### WHAT IS EXPECTED
Without any pictures, copy the records below once more, exactly as they are.
═══
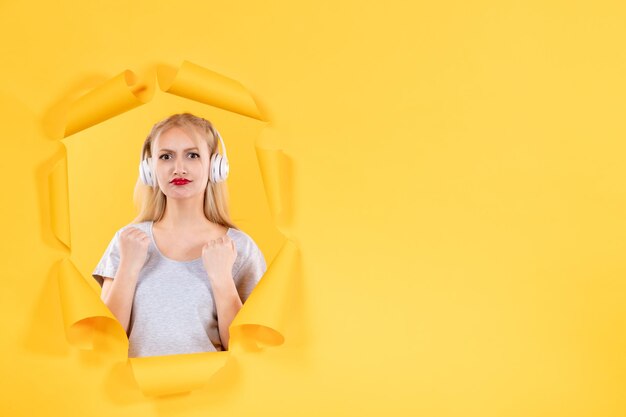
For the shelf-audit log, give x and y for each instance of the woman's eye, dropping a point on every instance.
(190, 153)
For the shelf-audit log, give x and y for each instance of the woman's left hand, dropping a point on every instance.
(218, 257)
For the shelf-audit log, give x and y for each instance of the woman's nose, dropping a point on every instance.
(179, 165)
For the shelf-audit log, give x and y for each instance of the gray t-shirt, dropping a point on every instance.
(173, 309)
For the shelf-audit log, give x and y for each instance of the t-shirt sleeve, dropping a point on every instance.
(107, 267)
(250, 272)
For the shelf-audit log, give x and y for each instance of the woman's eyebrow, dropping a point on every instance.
(169, 150)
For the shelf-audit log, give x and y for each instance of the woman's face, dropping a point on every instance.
(179, 157)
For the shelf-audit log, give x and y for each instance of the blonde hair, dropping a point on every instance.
(151, 201)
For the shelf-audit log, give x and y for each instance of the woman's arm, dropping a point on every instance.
(227, 304)
(118, 293)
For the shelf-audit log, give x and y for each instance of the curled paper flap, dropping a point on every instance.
(262, 319)
(200, 84)
(89, 324)
(276, 170)
(116, 96)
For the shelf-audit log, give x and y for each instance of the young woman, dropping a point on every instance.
(177, 275)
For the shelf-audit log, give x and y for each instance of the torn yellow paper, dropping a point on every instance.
(88, 322)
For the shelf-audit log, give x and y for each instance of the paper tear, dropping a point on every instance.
(89, 324)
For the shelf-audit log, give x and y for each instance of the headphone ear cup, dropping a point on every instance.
(145, 172)
(219, 168)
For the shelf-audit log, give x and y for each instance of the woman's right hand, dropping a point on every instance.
(133, 248)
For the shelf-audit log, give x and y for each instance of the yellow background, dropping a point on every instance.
(458, 185)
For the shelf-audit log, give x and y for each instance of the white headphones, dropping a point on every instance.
═══
### RESPONSE TO THIS EXERCISE
For the shelf-audit log, give x and y for each instance of the woman's eye, dropping a point on every instance.
(190, 153)
For the shelf-audit log, give x and y for each instance of the woman's left hand, dropping a point on every instance.
(218, 257)
For the shelf-audit log, give x and y for each instance of the woman's nose, dropping a point on every instance.
(179, 165)
For the shelf-audit log, give x and y for each instance of the gray t-shirt, dropping a point on every instance.
(173, 309)
For the shelf-audit log, give x and y for each instance of the t-shirt sleeve, dropping a point on every instance.
(107, 267)
(250, 272)
For the shelf-audit log, give x and y for each instance of the woman's eyebrow, dropping a point on every instance.
(169, 150)
For the shelf-audit log, give x and y for each instance of the woman's face, dropping a point on every instance.
(179, 157)
For the shelf-audit log, give x and y for each instance of the blonde hair, dropping a point on every instance.
(151, 201)
For the shelf-audit log, give x and y for each instance of the woman's arm, dropping a point on every instance.
(227, 304)
(118, 293)
For the shelf-audit log, give x and y for each instance of the curled paper flap, dropping a point on every instance.
(262, 319)
(200, 84)
(89, 324)
(276, 170)
(116, 96)
For the shelf-audit log, give x and y for each instance of the young woman, dropping a point on every instance.
(177, 275)
For the shelf-audit log, give x and y for each instance of the torn yellow paper, dropping a point on every instance.
(88, 322)
For the shelf-audit log, give x and y for each instance of the paper tear, dropping a point on every instance.
(89, 324)
For the shelf-audit log, give x and y for each instance of the headphone ear cup, dropping a point on every instance.
(145, 172)
(219, 168)
For the shelf-audit log, give x and y for each instance of the woman's right hand, dropping a point on every instance.
(133, 248)
For the shelf-audit log, give x and y for each instance of the yellow background, dropping a point on every instance.
(458, 185)
For the shelf-audit log, give x and y for each instance of the white headphones, dropping a point on every instance.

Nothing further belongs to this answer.